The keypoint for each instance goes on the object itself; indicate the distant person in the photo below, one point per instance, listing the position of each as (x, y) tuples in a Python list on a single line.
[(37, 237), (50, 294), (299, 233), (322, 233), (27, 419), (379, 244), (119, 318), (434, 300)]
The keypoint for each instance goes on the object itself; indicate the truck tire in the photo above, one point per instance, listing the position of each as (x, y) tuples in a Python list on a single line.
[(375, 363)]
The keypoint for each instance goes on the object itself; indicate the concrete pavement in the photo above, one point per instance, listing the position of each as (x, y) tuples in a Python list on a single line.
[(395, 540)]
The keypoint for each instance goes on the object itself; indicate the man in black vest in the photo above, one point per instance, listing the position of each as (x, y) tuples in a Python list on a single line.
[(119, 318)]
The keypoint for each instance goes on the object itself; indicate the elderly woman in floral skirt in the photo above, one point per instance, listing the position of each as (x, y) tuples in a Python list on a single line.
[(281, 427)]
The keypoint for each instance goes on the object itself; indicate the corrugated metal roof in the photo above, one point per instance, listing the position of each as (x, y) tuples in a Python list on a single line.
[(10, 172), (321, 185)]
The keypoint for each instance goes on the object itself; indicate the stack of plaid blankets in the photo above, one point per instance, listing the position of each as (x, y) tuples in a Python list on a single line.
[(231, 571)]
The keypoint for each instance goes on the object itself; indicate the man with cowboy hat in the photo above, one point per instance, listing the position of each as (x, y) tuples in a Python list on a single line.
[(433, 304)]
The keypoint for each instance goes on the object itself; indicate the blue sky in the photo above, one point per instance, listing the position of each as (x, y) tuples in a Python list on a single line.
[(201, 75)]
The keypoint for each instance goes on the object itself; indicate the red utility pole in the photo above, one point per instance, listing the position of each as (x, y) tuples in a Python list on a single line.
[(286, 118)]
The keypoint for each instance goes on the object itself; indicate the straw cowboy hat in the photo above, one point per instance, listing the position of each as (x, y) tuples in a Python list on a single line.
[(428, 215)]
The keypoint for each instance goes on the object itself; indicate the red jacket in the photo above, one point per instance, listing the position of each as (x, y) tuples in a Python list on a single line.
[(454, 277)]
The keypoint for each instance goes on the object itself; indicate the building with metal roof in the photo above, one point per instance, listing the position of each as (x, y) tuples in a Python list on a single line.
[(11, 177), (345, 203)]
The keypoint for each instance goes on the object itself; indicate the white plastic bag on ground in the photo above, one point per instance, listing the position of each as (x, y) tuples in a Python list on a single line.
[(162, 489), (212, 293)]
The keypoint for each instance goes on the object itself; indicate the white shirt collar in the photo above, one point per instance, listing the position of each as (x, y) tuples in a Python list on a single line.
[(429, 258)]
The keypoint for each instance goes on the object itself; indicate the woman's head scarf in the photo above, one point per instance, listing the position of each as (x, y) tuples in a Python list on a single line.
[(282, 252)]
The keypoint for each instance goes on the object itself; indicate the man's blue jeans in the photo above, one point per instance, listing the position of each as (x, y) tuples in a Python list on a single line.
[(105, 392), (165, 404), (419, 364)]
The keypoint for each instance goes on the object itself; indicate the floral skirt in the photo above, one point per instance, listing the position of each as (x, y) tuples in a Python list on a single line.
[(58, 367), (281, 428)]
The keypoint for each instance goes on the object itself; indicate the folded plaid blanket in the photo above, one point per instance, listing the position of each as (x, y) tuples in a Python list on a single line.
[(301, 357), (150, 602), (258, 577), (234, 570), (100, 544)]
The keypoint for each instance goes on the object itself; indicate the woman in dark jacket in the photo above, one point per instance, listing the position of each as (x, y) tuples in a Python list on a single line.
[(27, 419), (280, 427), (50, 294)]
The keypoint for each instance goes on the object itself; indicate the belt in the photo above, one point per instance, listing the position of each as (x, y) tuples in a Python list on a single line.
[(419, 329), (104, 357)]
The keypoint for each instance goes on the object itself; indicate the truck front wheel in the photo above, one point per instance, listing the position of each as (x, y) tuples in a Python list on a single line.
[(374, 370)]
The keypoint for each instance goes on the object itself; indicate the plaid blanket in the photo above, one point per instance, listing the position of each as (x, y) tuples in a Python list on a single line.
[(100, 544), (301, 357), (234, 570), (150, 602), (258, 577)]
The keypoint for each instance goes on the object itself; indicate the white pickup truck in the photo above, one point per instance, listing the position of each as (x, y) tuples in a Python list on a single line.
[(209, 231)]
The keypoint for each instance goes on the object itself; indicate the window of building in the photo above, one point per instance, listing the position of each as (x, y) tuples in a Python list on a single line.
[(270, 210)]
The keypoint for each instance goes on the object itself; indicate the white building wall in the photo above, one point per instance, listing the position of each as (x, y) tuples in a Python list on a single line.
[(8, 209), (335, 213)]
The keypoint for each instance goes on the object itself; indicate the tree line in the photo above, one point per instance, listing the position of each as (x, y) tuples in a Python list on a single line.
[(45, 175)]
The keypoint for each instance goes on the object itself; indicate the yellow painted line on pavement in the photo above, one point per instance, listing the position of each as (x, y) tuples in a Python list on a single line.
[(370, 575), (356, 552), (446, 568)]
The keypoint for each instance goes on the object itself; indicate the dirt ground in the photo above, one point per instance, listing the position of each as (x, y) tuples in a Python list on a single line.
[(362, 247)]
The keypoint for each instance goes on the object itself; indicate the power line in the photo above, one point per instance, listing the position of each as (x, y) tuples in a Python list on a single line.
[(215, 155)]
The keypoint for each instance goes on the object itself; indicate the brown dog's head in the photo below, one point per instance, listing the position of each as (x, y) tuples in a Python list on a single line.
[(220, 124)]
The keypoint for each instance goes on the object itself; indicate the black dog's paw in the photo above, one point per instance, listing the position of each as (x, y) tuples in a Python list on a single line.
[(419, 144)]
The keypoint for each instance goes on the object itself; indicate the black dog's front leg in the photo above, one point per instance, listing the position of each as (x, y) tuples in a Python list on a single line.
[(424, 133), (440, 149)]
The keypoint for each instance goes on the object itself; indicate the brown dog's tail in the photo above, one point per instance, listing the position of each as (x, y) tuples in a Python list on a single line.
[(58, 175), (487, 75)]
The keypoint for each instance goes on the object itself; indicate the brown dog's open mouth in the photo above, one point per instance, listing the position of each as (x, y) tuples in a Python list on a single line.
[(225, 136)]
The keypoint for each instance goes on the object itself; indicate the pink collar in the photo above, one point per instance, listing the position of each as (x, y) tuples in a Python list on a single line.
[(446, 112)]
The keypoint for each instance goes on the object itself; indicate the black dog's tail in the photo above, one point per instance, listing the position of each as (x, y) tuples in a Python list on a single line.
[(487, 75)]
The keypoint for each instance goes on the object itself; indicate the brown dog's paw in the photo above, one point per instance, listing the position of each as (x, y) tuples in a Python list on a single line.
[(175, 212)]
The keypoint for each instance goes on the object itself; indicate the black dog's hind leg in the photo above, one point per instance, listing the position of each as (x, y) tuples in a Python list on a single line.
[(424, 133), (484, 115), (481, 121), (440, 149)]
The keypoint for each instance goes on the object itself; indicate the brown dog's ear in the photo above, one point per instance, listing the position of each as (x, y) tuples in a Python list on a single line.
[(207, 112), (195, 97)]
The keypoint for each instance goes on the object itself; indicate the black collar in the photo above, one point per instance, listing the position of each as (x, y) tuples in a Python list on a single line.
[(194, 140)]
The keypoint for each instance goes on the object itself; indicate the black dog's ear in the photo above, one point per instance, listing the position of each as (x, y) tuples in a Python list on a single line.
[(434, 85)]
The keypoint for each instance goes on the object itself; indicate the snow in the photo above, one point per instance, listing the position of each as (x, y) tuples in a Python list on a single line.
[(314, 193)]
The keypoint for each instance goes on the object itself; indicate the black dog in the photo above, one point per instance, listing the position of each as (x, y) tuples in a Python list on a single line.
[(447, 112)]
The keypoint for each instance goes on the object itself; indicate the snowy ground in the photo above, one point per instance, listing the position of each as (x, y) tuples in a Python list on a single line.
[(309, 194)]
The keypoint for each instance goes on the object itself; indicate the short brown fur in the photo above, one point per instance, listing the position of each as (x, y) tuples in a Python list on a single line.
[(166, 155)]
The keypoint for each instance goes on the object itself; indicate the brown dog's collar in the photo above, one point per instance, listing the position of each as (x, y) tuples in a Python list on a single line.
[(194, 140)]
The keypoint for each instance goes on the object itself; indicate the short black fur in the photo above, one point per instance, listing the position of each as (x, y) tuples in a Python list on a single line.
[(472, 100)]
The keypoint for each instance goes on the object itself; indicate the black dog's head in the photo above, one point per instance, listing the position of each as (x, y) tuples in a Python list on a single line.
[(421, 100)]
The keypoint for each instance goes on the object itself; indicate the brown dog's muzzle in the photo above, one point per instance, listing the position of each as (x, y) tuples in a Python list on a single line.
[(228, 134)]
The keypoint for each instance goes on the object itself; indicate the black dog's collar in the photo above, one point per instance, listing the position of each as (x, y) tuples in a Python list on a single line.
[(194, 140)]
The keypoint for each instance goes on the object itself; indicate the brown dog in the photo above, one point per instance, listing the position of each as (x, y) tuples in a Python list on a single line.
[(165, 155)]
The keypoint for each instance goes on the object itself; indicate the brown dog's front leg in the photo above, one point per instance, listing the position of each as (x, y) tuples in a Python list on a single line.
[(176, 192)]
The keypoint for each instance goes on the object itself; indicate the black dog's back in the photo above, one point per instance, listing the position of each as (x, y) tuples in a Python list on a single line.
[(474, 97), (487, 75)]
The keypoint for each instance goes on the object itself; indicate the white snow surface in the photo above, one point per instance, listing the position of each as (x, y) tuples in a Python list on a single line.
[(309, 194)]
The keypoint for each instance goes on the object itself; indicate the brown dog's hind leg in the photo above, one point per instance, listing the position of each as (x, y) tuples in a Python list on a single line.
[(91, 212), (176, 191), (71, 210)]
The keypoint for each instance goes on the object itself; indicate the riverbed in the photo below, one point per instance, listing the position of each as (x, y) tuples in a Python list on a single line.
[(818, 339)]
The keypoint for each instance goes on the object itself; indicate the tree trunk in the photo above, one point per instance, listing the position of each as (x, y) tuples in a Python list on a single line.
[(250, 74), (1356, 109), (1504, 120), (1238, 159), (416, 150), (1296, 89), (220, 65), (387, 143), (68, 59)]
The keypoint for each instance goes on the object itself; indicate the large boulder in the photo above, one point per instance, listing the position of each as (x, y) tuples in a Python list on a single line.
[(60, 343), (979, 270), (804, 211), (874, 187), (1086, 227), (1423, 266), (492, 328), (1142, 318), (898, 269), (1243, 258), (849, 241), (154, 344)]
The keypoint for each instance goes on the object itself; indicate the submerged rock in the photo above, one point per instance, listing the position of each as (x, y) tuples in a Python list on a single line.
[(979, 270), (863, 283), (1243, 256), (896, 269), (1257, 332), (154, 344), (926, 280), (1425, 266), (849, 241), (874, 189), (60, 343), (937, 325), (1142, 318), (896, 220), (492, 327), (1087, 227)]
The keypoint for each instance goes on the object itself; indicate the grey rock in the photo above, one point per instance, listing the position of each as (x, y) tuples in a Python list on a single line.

* * * *

**PROBLEM TO SOLVE**
Convert the lines of the entries from the line containing "black dog in" up to and including the line containing "[(176, 192)]" into a Markdown table with the columns Row and Line. Number each row, and leave out any blank lines.

**RESPONSE**
| Row | Line |
|---|---|
| 1 | The keypoint for each instance goes on the object itself; indicate the black dog in the photo above, one point per instance, listing the position of each as (x, y) tuples in a Python list on a single line. |
| 2 | [(447, 112)] |
| 3 | The keypoint for each instance goes on the object itself; indicate the snowy ground in the photo above, one point per instance, listing the position of each as (x, y) tuples in a Python list on a single line. |
| 4 | [(309, 194)] |
| 5 | The keypoint for each instance goes on the object itself; indicate the short brown fur in the photo above, one point per instance, listing the position of each as (x, y) tuples in a Python list on a single line. |
| 6 | [(166, 155)] |
| 7 | The keypoint for each instance goes on the object itself; indicate the brown dog's collar in the photo above, one point per instance, listing the position of each as (x, y) tuples in a Python list on a single line. |
| 8 | [(194, 140)] |
| 9 | The keypoint for each instance goes on the object itself; indicate the short black fur in the photo above, one point per instance, listing the position of each as (x, y) tuples in a Python list on a single line. |
| 10 | [(472, 100)] |
| 11 | The keypoint for each instance goes on the object itself; indicate the black dog's head in the photo above, one point per instance, listing the position of each as (x, y) tuples in a Python list on a single line. |
| 12 | [(421, 100)] |
| 13 | The keypoint for each instance goes on the object itself; indicate the brown dog's muzzle in the photo above, one point per instance, listing the position of each as (x, y) tuples in a Python list on a single line. |
| 14 | [(228, 134)] |
| 15 | The keypoint for each instance goes on the object itself; indicate the black dog's collar in the photo above, one point per instance, listing the position of each as (x, y) tuples in a Python list on a single line. |
| 16 | [(194, 140)] |
| 17 | The keypoint for each instance goes on the object itself; indicate the brown dog in the photo above, one point per instance, listing the position of each as (x, y) tuples in a Python list on a single line. |
| 18 | [(165, 155)] |
| 19 | The keypoint for each instance goes on the object itself; indicate the brown dog's front leg in the photo above, one point per instance, listing the position of each as (x, y) tuples in a Python list on a single line. |
| 20 | [(176, 192)] |